◆ TEXTO DE LECTURA ◆
════
Hoy leía una queja legítima. Alberto Chimal se molestaba porque alguien escribió un obituario sobre Daniel Sada que hacía más notable al que escribía que al que describía. Molestia entendible. Hace tiempo que se impuso la modita de que quienes hacen un memorial de alguna figura notable comiencen hablando en primera persona y el lector termina irremediablemente perdido tratando de decidir si el notable es el fallecido o el escribiente; que nunca se desperdicie la valiosa oportunidad de reivindicarse so pretexto de un muerto. Ay.
Cuando Monsiváis se despidió de este mundo ladino, resultó que era amigo íntimo de, cuando menos, unos 70 personajes, si le hacíamos caso a tanta letra más muerta que el escritor, que anduvo circulando por todas partes.
Debe haber una cierta decencia cuando se publica o se habla sobre alguien que ha muerto.
Vicente Fox, doliente de una verborrea proverbial, dijo, a propósito de la muerte de María Félix, que era una conocida «luchadora de la democracia». Particularmente no recuerdo que a esa excepcional mujer (por el sentido de excepción, que conste) le haya interesado otra cosa más allá de su propia persona o personaje. Qué aprieto tener que escoger palabras para honrar memorias. No debería ser difícil decir llanamente lo que la persona fue, o hizo, quisiera suponer. Pero parece que sí.
Murió Gadaffi, el diablo encarnado, y leí a ciertos franceses que finalmente reconocían que, si bien su muerte era infinitamente deseada, la forma no. Algo de decencia.
Todo este preámbulo porque quiero afirmar que soy aficionada a leer los obituarios bien escritos.
La mejor de las oportunidades se da en los periódicos estadounidenses y canadienses. Hace poco llegó a mis manos, por un amigo peregrino, el Globe and Mail. No pude sino detenerme en una nota particular. Estaba escrita por un señor muy formal que escribía sobre su hermano que recientemente había partido de este planeta. Inevitable condolerse del hermano que recordaba a un simple John que se distinguía por enviar postales a todos sus amigos siempre que visitaba cualquier sitio que tuviese postales. Por esa curiosa afición, todos lo recordaban. Por esa, vamos a llamarla maña, su círculo de familiares y amigos conocían las imágenes de casi todos los pueblos del oeste canadiense, porque durante décadas esa fue la única zona que visitó. Y esa insignificante nota, si se quiere inconsecuente, le dotaba de grandeza al personaje. Un señor sencillo que mandaba postales les otorga felicidad de turistas pasivos a todo un conjunto de personas por más de cincuenta años, y que haya alguien con la suficiente paciencia de contarlo le devuelve ese contento a la memoria colectiva.
════
◆ MATERIAL PROPORCIONADO ◆
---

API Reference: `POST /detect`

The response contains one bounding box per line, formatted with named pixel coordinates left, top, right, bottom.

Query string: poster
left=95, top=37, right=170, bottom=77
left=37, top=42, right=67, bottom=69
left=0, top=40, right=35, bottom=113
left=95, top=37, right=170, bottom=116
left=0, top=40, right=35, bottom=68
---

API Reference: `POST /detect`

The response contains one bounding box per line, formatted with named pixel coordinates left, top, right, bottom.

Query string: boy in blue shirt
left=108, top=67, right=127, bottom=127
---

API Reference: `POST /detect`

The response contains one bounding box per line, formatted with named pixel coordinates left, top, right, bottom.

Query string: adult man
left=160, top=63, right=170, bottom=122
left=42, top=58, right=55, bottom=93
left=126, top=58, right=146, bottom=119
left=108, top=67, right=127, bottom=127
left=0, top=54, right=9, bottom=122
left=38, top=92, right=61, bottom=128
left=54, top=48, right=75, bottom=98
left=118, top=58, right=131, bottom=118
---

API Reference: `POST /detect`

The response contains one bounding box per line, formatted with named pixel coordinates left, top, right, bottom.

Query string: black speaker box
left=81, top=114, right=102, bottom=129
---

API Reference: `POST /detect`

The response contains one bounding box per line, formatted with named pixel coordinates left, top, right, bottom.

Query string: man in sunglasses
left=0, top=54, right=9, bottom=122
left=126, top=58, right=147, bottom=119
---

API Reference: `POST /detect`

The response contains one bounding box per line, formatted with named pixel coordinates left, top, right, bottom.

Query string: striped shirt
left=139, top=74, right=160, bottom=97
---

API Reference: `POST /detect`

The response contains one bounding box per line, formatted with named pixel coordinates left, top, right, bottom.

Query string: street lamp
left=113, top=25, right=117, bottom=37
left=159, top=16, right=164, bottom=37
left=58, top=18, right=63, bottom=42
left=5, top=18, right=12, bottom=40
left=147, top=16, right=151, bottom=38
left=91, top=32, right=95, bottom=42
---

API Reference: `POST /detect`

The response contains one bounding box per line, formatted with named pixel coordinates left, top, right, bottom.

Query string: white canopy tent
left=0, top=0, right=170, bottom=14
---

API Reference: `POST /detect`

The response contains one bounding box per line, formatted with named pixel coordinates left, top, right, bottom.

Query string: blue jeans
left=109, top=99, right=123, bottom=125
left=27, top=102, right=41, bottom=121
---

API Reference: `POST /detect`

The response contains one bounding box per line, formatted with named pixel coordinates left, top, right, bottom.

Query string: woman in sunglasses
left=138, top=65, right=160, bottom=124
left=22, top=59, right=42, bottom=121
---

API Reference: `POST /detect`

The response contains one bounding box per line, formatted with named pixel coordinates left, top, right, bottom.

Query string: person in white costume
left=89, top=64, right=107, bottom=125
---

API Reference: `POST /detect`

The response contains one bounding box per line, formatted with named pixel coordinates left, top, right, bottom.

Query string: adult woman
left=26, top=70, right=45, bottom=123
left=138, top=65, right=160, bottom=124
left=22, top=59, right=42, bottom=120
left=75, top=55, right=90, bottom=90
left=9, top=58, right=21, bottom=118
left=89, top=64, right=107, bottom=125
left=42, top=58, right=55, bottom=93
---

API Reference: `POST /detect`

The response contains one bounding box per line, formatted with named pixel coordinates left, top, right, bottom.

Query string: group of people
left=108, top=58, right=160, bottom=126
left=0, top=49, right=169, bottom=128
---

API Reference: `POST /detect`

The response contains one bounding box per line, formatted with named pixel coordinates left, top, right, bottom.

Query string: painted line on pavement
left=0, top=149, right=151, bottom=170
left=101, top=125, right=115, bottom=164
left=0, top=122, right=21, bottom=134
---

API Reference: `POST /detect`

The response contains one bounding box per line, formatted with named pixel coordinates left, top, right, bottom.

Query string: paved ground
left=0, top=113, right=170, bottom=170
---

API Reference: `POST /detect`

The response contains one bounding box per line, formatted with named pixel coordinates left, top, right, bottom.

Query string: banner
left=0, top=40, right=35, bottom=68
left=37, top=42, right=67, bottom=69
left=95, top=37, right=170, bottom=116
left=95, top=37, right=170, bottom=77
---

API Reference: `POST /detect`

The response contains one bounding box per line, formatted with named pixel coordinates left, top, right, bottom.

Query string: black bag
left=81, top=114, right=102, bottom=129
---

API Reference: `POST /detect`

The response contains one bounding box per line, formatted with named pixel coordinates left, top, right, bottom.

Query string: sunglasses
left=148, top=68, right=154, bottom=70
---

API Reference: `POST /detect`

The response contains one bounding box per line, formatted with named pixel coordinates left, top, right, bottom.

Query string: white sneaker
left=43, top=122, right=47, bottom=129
════
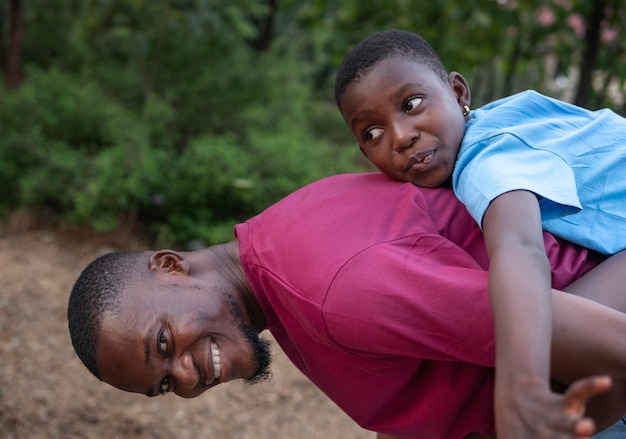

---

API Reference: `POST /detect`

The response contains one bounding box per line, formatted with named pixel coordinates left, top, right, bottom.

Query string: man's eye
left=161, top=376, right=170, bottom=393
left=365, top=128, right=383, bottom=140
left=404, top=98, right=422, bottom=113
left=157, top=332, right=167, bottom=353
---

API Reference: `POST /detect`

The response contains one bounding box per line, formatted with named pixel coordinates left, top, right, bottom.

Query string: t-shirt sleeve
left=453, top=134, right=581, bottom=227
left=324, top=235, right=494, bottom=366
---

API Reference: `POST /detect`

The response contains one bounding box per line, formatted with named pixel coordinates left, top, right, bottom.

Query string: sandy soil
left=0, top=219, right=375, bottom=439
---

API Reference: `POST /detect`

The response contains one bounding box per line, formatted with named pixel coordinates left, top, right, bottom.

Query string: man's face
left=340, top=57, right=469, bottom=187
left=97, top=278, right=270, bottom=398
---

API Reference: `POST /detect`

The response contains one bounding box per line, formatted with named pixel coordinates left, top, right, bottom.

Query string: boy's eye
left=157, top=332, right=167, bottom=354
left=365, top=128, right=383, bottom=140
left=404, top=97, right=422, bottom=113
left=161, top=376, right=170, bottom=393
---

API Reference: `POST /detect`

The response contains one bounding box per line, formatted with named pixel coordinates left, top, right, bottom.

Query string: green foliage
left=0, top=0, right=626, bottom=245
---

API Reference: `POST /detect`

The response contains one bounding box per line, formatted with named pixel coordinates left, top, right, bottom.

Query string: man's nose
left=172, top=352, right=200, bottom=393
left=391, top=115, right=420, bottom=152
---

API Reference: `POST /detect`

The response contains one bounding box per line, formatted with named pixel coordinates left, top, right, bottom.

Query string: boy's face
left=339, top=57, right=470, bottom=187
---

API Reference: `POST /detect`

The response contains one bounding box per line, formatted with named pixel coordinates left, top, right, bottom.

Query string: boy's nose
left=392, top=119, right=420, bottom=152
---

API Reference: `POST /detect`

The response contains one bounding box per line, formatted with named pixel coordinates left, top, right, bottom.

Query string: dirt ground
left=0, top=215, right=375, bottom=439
════
◆ EJERCICIOS ◆
• A. Según el texto sobre los obituarios, ¿qué hacía John cada vez que visitaba un sitio que tuviera postales?
• B. Escribe una continuación del texto sobre los obituarios que empiece después de su última oración.

◆ RESPUESTAS NUMERADAS ◆
• A. Enviaba postales a todos sus amigos.

• B.
El New York Times, por supuesto, es mi favorito. Recoge anécdotas y las vuelve memorables. Hace que por un segundo se sienta que, ante el efímero paso de los que aquí estamos, perdure la magnitud de las palabras para contrarrestar el olvido. Me mata (sin ironía de por medio) leer que la señora Gretta Munschen se enamoró de su esposo por más de 60 años cuando, en arranque de travesura, le quitó la silla en la Secundaria. Renueva el espíritu saber que Lucie Kern era una mujer que coleccionaba melodías para sus hijos. Que un compositor del que nunca había oído resulte ser el autor de una melodía de una película, esa sí, inolvidable; que Mary Hunt Kahlenberg tenía una casa en Nueva Inglaterra que ella misma construyó y para la que aprendió Arquitectura, y pienso si el día que estuve por esas tierras, sin saberlo, pisé el mismo jardín que ella frecuentaba. Los obituarios siempre me provocan un vértigo inacabable: casi todas las vidas están llamadas a ser grandiosas si alguien se toma el tiempo de notarlo. De anotarlo, más bien.
Los obituarios están ahí para que, por más tiempo del que dura un funeral, se entienda que todos los que nos dejan, dejan algo de por medio.
Y termino con una frase del libro para niños Es así que dice que los que parten y los que llegan se encuentran por unos segundos y se desean felicidad.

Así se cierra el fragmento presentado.